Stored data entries
● ● ●
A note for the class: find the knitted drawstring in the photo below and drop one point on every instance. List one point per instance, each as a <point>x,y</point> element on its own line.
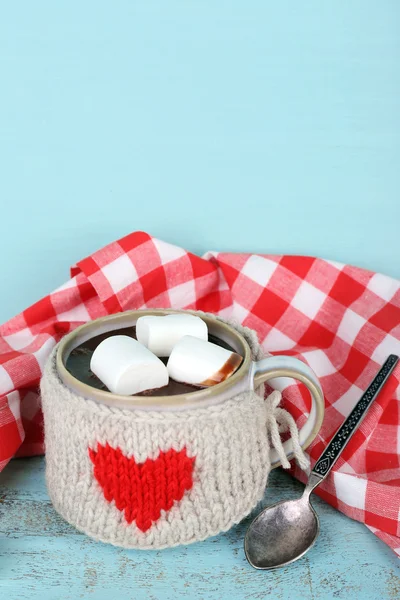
<point>279,421</point>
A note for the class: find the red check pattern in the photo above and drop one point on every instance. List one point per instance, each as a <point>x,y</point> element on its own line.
<point>341,320</point>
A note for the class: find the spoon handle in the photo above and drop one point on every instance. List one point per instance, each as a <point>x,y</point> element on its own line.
<point>346,430</point>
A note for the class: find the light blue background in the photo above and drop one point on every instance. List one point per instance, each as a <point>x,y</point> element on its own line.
<point>256,126</point>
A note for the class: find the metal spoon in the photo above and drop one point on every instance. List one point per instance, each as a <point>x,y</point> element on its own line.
<point>284,532</point>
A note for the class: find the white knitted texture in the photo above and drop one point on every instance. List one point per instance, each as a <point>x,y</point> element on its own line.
<point>229,442</point>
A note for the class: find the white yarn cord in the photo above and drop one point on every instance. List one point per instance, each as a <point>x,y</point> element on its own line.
<point>280,420</point>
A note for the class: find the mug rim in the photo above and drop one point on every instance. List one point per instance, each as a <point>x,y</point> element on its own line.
<point>124,319</point>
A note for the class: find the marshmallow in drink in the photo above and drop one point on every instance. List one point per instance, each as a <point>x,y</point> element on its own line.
<point>160,334</point>
<point>126,367</point>
<point>201,363</point>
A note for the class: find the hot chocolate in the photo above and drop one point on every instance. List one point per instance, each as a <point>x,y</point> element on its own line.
<point>78,364</point>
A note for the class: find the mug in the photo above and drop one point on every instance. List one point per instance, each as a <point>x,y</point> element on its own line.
<point>157,471</point>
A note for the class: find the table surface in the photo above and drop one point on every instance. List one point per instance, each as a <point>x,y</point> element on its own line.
<point>44,558</point>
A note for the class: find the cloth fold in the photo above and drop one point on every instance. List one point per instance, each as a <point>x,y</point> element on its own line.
<point>341,320</point>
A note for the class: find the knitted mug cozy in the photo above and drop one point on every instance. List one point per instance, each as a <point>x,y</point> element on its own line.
<point>156,479</point>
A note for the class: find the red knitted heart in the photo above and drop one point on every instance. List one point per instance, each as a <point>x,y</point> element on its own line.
<point>142,490</point>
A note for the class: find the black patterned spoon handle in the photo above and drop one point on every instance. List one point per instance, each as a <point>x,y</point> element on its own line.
<point>346,430</point>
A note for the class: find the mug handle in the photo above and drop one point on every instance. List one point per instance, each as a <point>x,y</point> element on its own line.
<point>286,366</point>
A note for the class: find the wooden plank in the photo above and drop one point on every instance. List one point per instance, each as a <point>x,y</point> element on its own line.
<point>44,558</point>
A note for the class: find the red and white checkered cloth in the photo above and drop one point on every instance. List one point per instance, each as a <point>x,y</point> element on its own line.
<point>341,320</point>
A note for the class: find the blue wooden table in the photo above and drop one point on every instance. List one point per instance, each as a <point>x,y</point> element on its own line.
<point>44,558</point>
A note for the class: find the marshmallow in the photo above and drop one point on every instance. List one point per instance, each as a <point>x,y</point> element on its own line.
<point>160,334</point>
<point>126,367</point>
<point>201,363</point>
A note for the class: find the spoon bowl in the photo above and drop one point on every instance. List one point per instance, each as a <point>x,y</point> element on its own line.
<point>281,534</point>
<point>284,532</point>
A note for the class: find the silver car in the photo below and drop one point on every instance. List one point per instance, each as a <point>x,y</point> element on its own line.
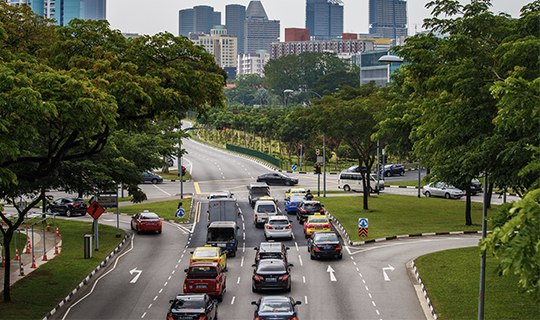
<point>278,227</point>
<point>442,189</point>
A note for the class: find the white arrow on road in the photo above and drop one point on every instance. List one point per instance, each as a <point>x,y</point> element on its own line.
<point>332,276</point>
<point>386,277</point>
<point>137,276</point>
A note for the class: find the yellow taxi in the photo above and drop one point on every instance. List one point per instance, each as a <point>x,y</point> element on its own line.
<point>296,191</point>
<point>209,254</point>
<point>316,223</point>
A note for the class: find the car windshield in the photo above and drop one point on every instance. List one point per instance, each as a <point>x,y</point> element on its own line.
<point>191,303</point>
<point>275,306</point>
<point>204,254</point>
<point>266,208</point>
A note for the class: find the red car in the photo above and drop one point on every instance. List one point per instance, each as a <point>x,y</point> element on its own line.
<point>146,221</point>
<point>206,277</point>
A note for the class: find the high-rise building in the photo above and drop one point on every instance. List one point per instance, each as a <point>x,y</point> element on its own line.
<point>324,19</point>
<point>388,18</point>
<point>235,14</point>
<point>64,11</point>
<point>259,32</point>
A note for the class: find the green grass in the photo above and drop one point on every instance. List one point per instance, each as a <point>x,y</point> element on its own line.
<point>164,209</point>
<point>391,215</point>
<point>452,280</point>
<point>40,291</point>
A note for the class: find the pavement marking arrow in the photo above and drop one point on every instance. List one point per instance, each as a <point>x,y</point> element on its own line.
<point>137,276</point>
<point>386,277</point>
<point>332,276</point>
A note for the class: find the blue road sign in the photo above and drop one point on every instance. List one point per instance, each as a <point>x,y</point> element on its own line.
<point>180,213</point>
<point>362,223</point>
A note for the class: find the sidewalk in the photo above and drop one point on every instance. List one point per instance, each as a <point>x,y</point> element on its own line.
<point>31,261</point>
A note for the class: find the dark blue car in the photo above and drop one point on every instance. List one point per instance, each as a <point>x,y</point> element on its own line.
<point>291,205</point>
<point>276,307</point>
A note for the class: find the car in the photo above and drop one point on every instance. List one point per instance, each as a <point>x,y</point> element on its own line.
<point>315,223</point>
<point>277,178</point>
<point>257,190</point>
<point>291,205</point>
<point>390,170</point>
<point>271,274</point>
<point>442,189</point>
<point>206,277</point>
<point>67,206</point>
<point>262,211</point>
<point>209,253</point>
<point>278,227</point>
<point>276,307</point>
<point>220,194</point>
<point>193,306</point>
<point>271,250</point>
<point>308,208</point>
<point>296,191</point>
<point>146,221</point>
<point>324,244</point>
<point>149,177</point>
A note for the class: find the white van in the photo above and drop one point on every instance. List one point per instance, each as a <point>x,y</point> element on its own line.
<point>353,181</point>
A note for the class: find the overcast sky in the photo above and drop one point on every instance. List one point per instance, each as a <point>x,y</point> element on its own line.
<point>153,16</point>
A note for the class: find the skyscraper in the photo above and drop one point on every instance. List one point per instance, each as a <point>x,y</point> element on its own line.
<point>235,14</point>
<point>259,32</point>
<point>324,19</point>
<point>388,18</point>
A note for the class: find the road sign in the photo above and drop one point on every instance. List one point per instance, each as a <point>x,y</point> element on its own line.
<point>362,223</point>
<point>180,213</point>
<point>95,210</point>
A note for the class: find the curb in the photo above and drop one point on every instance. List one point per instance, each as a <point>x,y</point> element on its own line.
<point>85,281</point>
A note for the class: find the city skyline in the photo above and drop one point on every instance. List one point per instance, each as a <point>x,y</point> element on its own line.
<point>135,16</point>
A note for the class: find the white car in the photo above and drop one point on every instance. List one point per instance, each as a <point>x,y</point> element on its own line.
<point>278,227</point>
<point>263,210</point>
<point>442,189</point>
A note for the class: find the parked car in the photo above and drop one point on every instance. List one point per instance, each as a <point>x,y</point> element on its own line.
<point>149,177</point>
<point>390,170</point>
<point>442,189</point>
<point>308,208</point>
<point>324,244</point>
<point>276,307</point>
<point>271,250</point>
<point>277,178</point>
<point>315,223</point>
<point>271,274</point>
<point>278,227</point>
<point>146,221</point>
<point>209,253</point>
<point>206,277</point>
<point>192,306</point>
<point>67,206</point>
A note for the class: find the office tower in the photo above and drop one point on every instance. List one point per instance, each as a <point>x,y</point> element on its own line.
<point>324,19</point>
<point>235,14</point>
<point>388,18</point>
<point>185,22</point>
<point>259,32</point>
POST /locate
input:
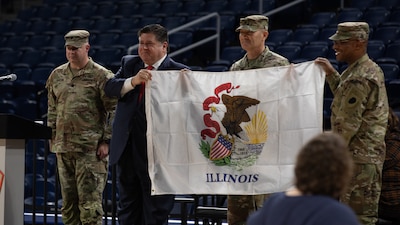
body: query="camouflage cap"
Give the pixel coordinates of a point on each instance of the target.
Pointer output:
(348, 30)
(76, 38)
(253, 23)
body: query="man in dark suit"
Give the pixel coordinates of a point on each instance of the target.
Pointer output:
(128, 149)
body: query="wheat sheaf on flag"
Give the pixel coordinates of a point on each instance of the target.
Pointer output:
(235, 132)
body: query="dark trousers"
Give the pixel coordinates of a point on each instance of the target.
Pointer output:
(136, 204)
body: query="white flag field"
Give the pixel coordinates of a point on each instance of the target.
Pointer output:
(235, 132)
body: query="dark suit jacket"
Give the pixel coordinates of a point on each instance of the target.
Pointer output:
(127, 105)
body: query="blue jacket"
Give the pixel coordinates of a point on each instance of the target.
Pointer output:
(128, 109)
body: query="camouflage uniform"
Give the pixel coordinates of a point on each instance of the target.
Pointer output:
(240, 206)
(360, 114)
(80, 115)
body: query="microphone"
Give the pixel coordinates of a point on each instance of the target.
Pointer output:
(10, 77)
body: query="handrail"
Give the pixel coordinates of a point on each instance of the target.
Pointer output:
(216, 36)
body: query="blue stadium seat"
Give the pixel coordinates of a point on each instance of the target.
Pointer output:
(85, 24)
(127, 8)
(9, 58)
(311, 52)
(389, 4)
(45, 11)
(8, 106)
(232, 53)
(376, 49)
(40, 74)
(107, 56)
(22, 72)
(326, 32)
(65, 12)
(349, 14)
(391, 71)
(291, 52)
(393, 51)
(27, 108)
(128, 39)
(85, 10)
(60, 26)
(171, 7)
(279, 36)
(305, 35)
(105, 39)
(180, 39)
(386, 34)
(375, 16)
(39, 26)
(107, 9)
(171, 22)
(361, 4)
(149, 8)
(323, 19)
(193, 6)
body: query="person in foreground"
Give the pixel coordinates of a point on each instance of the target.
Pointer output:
(359, 115)
(253, 32)
(389, 202)
(128, 150)
(322, 172)
(80, 115)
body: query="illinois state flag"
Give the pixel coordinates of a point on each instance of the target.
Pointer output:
(235, 132)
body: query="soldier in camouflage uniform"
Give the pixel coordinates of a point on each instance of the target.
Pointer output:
(253, 31)
(80, 116)
(359, 114)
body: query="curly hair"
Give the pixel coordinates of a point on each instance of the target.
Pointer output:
(324, 166)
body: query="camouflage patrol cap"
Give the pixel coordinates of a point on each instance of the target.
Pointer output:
(253, 23)
(76, 38)
(348, 30)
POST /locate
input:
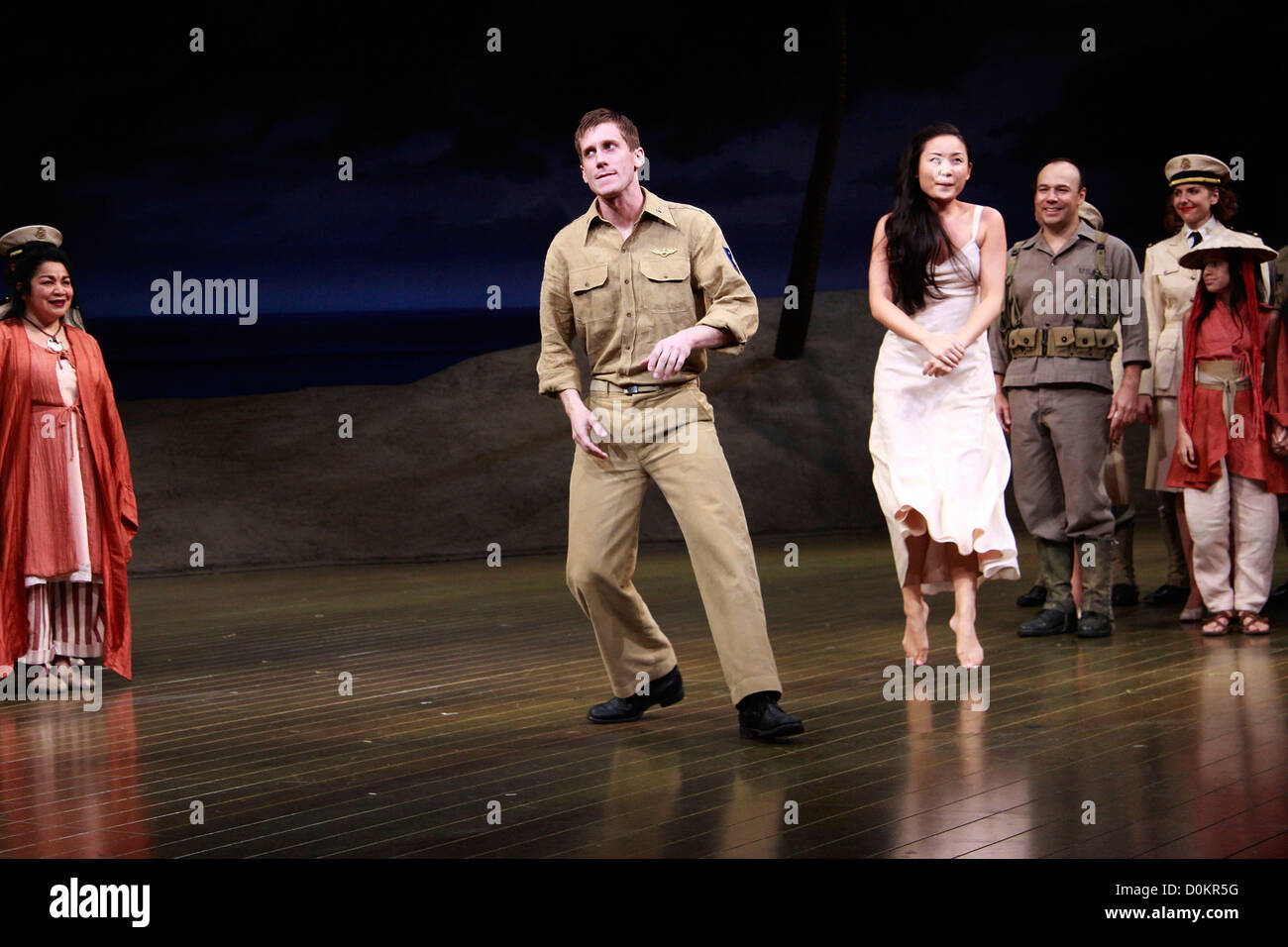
● ● ●
Work to complete: Return every line from the entries that holds the string "uniform".

Solution to this problem:
body: query="camouflage uniform"
body: query="soldier in camouflage uniform"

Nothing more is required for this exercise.